Entries from a dataset -
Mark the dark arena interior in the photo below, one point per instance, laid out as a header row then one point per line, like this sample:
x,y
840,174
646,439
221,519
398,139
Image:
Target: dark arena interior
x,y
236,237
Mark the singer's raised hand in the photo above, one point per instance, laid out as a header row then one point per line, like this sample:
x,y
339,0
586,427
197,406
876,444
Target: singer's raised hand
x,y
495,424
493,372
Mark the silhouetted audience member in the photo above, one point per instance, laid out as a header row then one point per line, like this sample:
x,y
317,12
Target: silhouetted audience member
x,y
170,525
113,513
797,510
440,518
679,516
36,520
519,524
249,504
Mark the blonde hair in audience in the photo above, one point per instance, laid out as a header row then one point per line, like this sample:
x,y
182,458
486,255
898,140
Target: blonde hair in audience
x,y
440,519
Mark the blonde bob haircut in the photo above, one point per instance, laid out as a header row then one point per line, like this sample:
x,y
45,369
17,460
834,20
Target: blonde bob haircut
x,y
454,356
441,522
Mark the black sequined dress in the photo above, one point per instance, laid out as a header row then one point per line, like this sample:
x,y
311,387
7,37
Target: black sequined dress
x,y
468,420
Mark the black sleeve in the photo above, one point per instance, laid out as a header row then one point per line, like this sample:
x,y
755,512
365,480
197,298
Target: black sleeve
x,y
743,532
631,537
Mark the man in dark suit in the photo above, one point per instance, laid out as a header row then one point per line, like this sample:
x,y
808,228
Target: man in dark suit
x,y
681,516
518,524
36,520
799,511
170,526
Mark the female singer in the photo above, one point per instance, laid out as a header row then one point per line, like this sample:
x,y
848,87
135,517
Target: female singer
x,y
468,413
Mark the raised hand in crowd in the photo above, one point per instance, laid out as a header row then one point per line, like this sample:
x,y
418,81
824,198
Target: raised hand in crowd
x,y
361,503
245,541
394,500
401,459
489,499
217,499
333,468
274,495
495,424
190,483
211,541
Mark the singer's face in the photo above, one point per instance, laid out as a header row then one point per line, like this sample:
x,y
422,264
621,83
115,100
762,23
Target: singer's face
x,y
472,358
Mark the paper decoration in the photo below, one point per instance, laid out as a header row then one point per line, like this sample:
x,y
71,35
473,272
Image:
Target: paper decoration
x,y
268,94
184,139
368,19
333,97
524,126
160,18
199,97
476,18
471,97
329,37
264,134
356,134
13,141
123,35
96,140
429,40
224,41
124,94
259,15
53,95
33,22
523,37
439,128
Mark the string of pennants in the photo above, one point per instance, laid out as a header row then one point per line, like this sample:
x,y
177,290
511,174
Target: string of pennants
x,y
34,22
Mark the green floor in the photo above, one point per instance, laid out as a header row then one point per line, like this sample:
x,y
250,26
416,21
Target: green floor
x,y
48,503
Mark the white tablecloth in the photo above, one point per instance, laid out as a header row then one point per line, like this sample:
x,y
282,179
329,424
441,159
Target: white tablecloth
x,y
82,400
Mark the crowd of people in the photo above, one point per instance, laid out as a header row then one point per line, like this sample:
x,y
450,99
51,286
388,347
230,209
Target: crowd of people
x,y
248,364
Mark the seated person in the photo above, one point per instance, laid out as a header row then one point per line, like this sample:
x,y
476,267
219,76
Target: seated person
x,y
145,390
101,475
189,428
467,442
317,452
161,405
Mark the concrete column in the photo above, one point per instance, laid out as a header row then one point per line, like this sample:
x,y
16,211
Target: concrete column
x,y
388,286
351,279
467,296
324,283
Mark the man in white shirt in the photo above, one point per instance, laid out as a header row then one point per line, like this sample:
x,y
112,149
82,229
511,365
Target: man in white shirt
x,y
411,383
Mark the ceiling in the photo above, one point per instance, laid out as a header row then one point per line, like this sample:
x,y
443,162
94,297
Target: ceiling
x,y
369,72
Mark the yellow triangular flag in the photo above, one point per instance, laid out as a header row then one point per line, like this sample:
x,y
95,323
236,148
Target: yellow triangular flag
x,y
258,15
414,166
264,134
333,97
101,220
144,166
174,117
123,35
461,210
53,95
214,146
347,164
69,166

YOUR OBJECTIVE - Recast the entire listing above as a numbered list, one line per item, and omit any blank lines.

ANSWER TO THE PROBLEM -
1. Mark the dark arena interior in the photo below, one point per instance, laid out as a header row then one point per line, like this sample:
2. x,y
3. 840,174
4. 646,439
5. 221,519
6. 398,139
7. Image:
8. Target: dark arena interior
9. x,y
10. 236,237
11. Mark the singer's raised hand in the photo above, one point per instance, laid out as a header row then one point per line, like this sample:
12. x,y
13. 339,0
14. 586,427
15. 197,406
16. 876,444
17. Target: singer's raised hand
18. x,y
19. 495,424
20. 493,372
21. Mark the silhouetted audience member in the photo above, one point per instance, laid out as a header row then one point per line, like this sample:
22. x,y
23. 317,12
24. Target: silhouetted audience member
25. x,y
26. 170,525
27. 113,513
28. 797,510
29. 440,518
30. 679,516
31. 36,520
32. 519,524
33. 249,504
34. Mark the blonde hair in audience in the photo above, one point per instance, laid out as a header row then one point per line, like this sample:
35. x,y
36. 182,458
37. 486,255
38. 898,140
39. Target: blonde hair in audience
40. x,y
41. 440,519
42. Mark the blonde bob haircut in the photo above, one point per instance, laid out as a header row then one point per line, like this sample:
43. x,y
44. 45,369
45. 17,460
46. 834,20
47. Target: blonde bob haircut
48. x,y
49. 454,356
50. 441,522
51. Mark the black sequined dress in the photo above, one point per instance, laid out as a header row then one point per line, like this sample:
52. x,y
53. 311,387
54. 7,37
55. Target: black sequined dress
56. x,y
57. 468,420
58. Mark the black sleeve in the photo above, one point per instance, laid out as a header row then one point per line, like this sample:
59. x,y
60. 755,512
61. 365,480
62. 197,298
63. Target: black sleeve
64. x,y
65. 743,532
66. 631,537
67. Mark the man in dark suit in the photo above, one point per instance, laid out as a header row then one point per line, like this sample:
68. x,y
69. 808,228
70. Target: man in dark suit
71. x,y
72. 681,516
73. 518,524
74. 36,520
75. 799,511
76. 170,526
77. Mark the female singer in the photo above, one point per instance, laid out as a header row then one point per line, like this sample:
78. x,y
79. 848,87
80. 135,517
81. Target: female singer
82. x,y
83. 468,413
84. Mark the raised hand in crowd in the photo above, one point per instance, laid out as a header row then one point per line, like this sample:
85. x,y
86. 418,81
87. 824,198
88. Target: raised hand in crowd
89. x,y
90. 361,503
91. 245,541
92. 394,500
93. 401,459
94. 489,499
95. 217,499
96. 333,468
97. 274,495
98. 495,424
99. 190,483
100. 211,541
101. Mark the singer's face in the photo above, one point per instance, laid out as a header row then one point per line, like this sample:
102. x,y
103. 422,264
104. 621,83
105. 115,100
106. 762,23
107. Target: singer's face
108. x,y
109. 472,358
110. Mark the paper decoration in the photo below, one point per instance, laid out as a header row then one point per line, like this sample:
111. x,y
112. 71,35
113. 473,272
114. Image:
115. Target: paper decoration
116. x,y
117. 268,94
118. 184,139
119. 368,19
120. 333,97
121. 524,126
122. 160,18
123. 199,97
124. 476,18
125. 471,97
126. 329,37
127. 264,134
128. 356,134
129. 13,141
130. 123,35
131. 96,140
132. 429,40
133. 224,41
134. 124,94
135. 259,15
136. 53,95
137. 33,22
138. 523,37
139. 439,128
140. Mark the string of pennants in the photo above, one point per instance, laid out as a header row then one point per line, like this sample:
141. x,y
142. 177,290
143. 511,174
144. Target: string of pennants
145. x,y
146. 34,22
147. Mark the green floor in the photo above, one point per instance, laid out as a header row then one point per line, like this sample:
148. x,y
149. 250,26
150. 416,21
151. Target: green floor
152. x,y
153. 48,503
154. Mark the white tablecloth in the photo above, one point per instance, laid out as a header row then one point per line, like this sample:
155. x,y
156. 282,179
157. 329,424
158. 441,159
159. Target: white tablecloth
160. x,y
161. 82,400
162. Mark the crowd of people in the photo above, one point per instance, laid out as a header row then one point per line, like this sample:
163. x,y
164. 450,99
165. 51,286
166. 388,347
167. 230,209
168. Target: crowd of people
169. x,y
170. 248,364
171. Mark the seated person in the photo above, one point per instance, laid out as a header row then one point per line, like this sample:
172. x,y
173. 476,267
174. 219,76
175. Target: seated person
176. x,y
177. 145,390
178. 101,475
179. 189,428
180. 467,442
181. 317,452
182. 161,405
183. Mark the concrete column in the photo above, one point per instance, laid out as a header row then one point per line, like this sample:
184. x,y
185. 16,211
186. Target: concrete column
187. x,y
188. 388,286
189. 351,279
190. 467,296
191. 324,283
192. Mark the man in white shirt in the photo above, one point per instance, laid out as a header row then one point per line, like this sample:
193. x,y
194. 112,149
195. 82,229
196. 511,365
197. Target: man in white shirt
198. x,y
199. 411,383
200. Mark the ceiling in the photo above, one point per instance, laid out as a header row then one point per line, like this sample:
201. x,y
202. 443,162
203. 94,297
204. Target: ceiling
205. x,y
206. 369,72
207. Mark the yellow triangular flag in the photo above, one point per instance, laid out as a header row then one point per line, like this sample:
208. x,y
209. 95,323
210. 236,148
211. Target: yellow triangular flag
212. x,y
213. 258,15
214. 414,166
215. 264,134
216. 333,97
217. 101,220
218. 144,166
219. 174,117
220. 123,35
221. 461,210
222. 53,95
223. 214,146
224. 347,164
225. 69,166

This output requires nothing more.